What to produce: Reproduce the stretch of rows from the line containing "TARGET = reflective stripe on vest" through the end of the rows, both ends included, exactly as they stand.

** begin Listed entries **

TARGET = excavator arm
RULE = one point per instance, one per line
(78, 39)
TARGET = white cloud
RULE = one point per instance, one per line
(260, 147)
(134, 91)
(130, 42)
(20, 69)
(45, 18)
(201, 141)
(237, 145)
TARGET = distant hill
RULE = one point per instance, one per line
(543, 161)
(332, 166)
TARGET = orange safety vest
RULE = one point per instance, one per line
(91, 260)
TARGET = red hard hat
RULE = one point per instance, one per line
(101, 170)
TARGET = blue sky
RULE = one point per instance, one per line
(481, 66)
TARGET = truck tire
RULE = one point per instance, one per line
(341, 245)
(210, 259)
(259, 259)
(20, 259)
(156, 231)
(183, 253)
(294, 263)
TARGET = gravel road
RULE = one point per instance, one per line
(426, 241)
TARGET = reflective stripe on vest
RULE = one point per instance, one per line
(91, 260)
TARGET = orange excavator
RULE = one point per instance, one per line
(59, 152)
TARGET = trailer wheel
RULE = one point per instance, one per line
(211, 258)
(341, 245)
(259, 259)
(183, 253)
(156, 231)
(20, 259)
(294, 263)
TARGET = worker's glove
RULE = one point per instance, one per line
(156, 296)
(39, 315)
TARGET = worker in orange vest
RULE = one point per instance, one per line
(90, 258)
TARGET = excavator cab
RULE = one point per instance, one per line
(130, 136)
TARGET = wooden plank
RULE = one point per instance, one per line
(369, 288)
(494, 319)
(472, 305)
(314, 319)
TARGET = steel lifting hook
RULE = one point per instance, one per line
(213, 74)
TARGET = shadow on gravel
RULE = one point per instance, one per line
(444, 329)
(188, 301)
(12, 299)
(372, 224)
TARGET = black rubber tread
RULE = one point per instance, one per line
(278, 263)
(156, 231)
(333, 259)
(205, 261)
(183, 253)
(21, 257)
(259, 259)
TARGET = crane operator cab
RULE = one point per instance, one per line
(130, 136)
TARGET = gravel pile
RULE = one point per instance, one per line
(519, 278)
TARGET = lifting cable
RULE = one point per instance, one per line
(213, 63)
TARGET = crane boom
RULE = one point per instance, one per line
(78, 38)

** end Listed entries **

Task result:
TARGET = reflective stripe on vest
RULE = one point per instance, one per line
(91, 260)
TARGET = orange excavator
RULE = one point per instance, one per line
(59, 152)
TARGET = trailer wheel
RULE = one point per instance, one per line
(211, 258)
(341, 245)
(259, 259)
(183, 253)
(156, 231)
(20, 259)
(294, 263)
TARGET = worker's glove
RULE = one point per instance, one per line
(156, 296)
(39, 315)
TARGET = worker in orange vest
RULE = one point per instance, one per line
(90, 258)
TARGET = excavator cab
RULE = one point per instance, one per line
(130, 136)
TARGET = wooden plank
RULE = one point per instance, one per line
(369, 288)
(494, 319)
(472, 305)
(314, 319)
TARGET = steel lifting hook
RULE = one point per instance, one per line
(213, 74)
TARGET = shadow on gravel
RULE = one point per instance, one per line
(444, 329)
(188, 301)
(12, 299)
(372, 224)
TARGET = black rubber tread
RULE = one point per instance, one per line
(278, 263)
(156, 231)
(333, 259)
(205, 261)
(183, 253)
(21, 257)
(259, 259)
TARGET = crane operator cab
RULE = one point per instance, one per line
(130, 136)
TARGET = gravel pile
RULE = one point per instance, one per line
(519, 278)
TARGET = lifting cable
RULE = one point per instance, one per line
(213, 63)
TARGET = crane boom
RULE = one point per instance, one per line
(78, 38)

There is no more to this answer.